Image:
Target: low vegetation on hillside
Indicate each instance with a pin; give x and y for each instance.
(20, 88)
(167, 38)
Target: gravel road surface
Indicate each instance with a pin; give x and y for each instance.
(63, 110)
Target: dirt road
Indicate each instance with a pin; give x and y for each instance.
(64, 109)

---------------

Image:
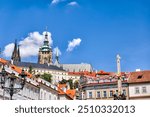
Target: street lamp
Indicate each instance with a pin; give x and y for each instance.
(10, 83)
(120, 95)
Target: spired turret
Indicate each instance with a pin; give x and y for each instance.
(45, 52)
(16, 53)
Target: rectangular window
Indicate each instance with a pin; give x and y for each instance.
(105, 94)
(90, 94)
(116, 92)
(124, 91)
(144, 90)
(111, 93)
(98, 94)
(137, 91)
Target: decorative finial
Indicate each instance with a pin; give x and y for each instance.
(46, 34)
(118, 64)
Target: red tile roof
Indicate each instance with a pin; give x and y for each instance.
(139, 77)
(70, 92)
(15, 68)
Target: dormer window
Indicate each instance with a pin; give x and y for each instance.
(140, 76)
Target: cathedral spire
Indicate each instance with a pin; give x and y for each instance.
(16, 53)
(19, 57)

---------------

PROBLEM -> Please find each line in the records above that holds the word "road", and copy it.

SOLUTION TO THE PROBLEM ->
Target: gravel road surface
Target: dirt road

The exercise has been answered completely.